▸ Исходный текст
_ _ _ _ _

Victor Pelevin, small prose, eschatology, author's style, postmodern discourse, receptive aesthetics, hermeneutics, reader, the horizon of expectations, intertextuality


Проза Виктора Пелевина многогранна, интересна и достаточно знакова в пределах поэтики русского постмодернизма. Для автора компонентность приемов, форм и средств, используемых при моделировании художественного пространства, не ограничивается классической догматикой. Хотя в текстах достаточно часто встречаем и принцип симулякра, и палимпсестность языка, и деконструкцию образа, и пастишизацию, и ризому смысла и сюжета, и интертекст как особый способ выхода к доминантной литературе. Спектр поэтических приемов дополняется также разверсткой эсхатологических мотивов, отчасти организующих единый эстетический замысел о конечности сущего, настоящего, бытийного. Следует отметить, что постмодернизм нарочито манифестирует эту проблему. Например, встречаем разрешения указанного конфликта в поэме Венедикта Ерофеева «Москва – Петушки», прозе Виктора Ерофеева («Девушка и смерть»), текстах Владимирова Сорокина («Мишень»), романе Татьяны Толстой «Кысь».

Малые формы Пелевина ориентируют читателя на воссоздание иной картины бытия, сюжетно преодолевающей стадиальность жизненных, естественных периодов. Конечным пунктом повествовательных форм в постмодернизме становится катастрофичность финала, это некая предначертаность направления. Если традиционно эсхатология понимается как индивидуальный предел или же, как предел универсальный, то у Виктора Пелевина она не исчерпывается только данными видами. Автор создает особую нелинейность текста, последовательное движение жизни не зациклено на возвращении или трансформации события существования, оно как бы создает условия для дальнейшего движения, но уже в другом, новом, ином формате. При этом необходимо учитывать факт манифестации эстетического абсолюта, выведенного в текстовой плоскости как метацентр.

Виктор Пелевин, пожалуй, один из первых русских писателей-постмодернистов, который внес в литературный текст виртуальность в формате стагнации, т.е. некоего закрепления ее для читателя как данности (рассказ «Принц Госплана»). Ее суть заключена вновь в симуляционной модели, модели надстройки над уже понятным и допустимым пространством. Не случайно срабатывание матричного принципа, слагающего пазл как формы, так и содержания. Схожими на первый взгляд являются классические фантастические сюжеты прошлого, но поэтическая база пелевинского вымысла все же сложнее и объемнее.

На наш взгляд, малые формы Виктора Пелевина могут типологически быть соотнесены с тремя ветвями конкретизации и развязки финалов близких эсхатологической поэтике:

· конечность жизни/судьбы,

· конечность мира/истории,

· конечность смысла/значения.

Общим объединяющим фактором, который позволяет предложить указанную разверстку сюжетов является принцип деструкции, активно применимый в поэтике постмодернизма. Следовательно, для писателя деформировать настоящее становится самоцелью, при этом созидание нового происходит в русле активной ссылки на произошедшее ранее. Интертекстуальные параллели в данном случае настолько разветвлены, что концентрация смыслов объединяется как отечественной, так и мировой классикой. Наблюдая за динамикой текста, за его развитием и реинтерпретацией, становится понятен многообразный вариант эсхатологических замещений.

_ _ _ _ _

Фрагмент набора данных:
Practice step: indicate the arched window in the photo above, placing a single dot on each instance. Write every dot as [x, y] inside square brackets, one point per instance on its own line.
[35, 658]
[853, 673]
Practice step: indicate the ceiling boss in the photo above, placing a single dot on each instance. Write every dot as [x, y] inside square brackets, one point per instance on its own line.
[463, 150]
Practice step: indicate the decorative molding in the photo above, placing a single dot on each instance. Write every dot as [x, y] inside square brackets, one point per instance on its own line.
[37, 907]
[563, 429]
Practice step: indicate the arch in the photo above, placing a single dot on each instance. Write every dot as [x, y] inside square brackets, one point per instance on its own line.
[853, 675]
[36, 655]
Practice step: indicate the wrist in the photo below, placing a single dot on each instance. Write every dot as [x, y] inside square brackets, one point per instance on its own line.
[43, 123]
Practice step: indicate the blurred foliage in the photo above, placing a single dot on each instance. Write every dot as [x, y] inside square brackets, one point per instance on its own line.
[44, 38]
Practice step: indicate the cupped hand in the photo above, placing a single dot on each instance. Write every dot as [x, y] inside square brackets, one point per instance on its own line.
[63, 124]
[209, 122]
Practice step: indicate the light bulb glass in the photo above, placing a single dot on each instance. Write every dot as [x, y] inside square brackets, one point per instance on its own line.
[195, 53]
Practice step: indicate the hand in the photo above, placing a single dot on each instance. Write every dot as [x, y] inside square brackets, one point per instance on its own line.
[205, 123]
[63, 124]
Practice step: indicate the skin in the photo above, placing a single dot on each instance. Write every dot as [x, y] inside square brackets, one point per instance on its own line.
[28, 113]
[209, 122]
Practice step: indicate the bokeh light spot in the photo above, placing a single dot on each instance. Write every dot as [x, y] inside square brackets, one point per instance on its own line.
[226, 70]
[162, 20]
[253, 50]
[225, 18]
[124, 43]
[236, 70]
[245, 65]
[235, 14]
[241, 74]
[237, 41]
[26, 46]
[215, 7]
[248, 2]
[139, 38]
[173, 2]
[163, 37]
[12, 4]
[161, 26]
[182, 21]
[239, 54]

_ _ _ _ _

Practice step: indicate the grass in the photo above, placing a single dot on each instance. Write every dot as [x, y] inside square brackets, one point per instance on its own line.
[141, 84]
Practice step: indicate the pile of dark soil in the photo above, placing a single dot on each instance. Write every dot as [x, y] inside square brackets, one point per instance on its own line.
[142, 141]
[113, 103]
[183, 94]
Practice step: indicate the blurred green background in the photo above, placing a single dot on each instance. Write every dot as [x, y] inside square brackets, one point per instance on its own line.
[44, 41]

_ _ _ _ _

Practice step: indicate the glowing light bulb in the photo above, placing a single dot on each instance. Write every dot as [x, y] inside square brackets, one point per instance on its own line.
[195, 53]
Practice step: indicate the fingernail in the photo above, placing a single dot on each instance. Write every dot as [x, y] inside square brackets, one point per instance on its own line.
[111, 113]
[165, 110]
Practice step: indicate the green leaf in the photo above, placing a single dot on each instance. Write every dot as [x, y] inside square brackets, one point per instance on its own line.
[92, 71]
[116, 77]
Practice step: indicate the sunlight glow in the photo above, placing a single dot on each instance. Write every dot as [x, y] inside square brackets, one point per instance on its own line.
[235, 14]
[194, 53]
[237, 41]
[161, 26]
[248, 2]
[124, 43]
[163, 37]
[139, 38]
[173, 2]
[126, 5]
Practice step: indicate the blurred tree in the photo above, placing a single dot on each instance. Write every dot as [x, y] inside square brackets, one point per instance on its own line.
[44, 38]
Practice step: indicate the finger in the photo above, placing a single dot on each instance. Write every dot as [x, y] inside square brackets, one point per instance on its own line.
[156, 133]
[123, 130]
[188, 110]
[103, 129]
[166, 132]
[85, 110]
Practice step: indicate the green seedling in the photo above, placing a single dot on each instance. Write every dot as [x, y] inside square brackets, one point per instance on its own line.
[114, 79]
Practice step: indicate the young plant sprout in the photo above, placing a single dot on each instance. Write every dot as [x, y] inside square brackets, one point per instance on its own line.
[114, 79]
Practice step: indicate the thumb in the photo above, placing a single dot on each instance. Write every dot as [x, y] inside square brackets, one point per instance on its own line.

_ _ _ _ _

▸ Письменные задания
• A. Перепишите без изменений фрагмент текста о прозе Пелевина, начиная со слов «На наш взгляд, малые» и заканчивая словами «вариант эсхатологических замещений.».
• B. Подсчитайте, в скольких строках записей встречается строка «bulb» с учётом регистра, и укажите в ответе только число.
Текст о прозе Пелевина и записи получены из разных источников.

▸ Письменные ответы
• A.
На наш взгляд, малые формы Виктора Пелевина могут типологически быть соотнесены с тремя ветвями конкретизации и развязки финалов близких эсхатологической поэтике:

· конечность жизни/судьбы,

· конечность мира/истории,

· конечность смысла/значения.

Общим объединяющим фактором, который позволяет предложить указанную разверстку сюжетов является принцип деструкции, активно применимый в поэтике постмодернизма. Следовательно, для писателя деформировать настоящее становится самоцелью, при этом созидание нового происходит в русле активной ссылки на произошедшее ранее. Интертекстуальные параллели в данном случае настолько разветвлены, что концентрация смыслов объединяется как отечественной, так и мировой классикой. Наблюдая за динамикой текста, за его развитием и реинтерпретацией, становится понятен многообразный вариант эсхатологических замещений.

• B. 2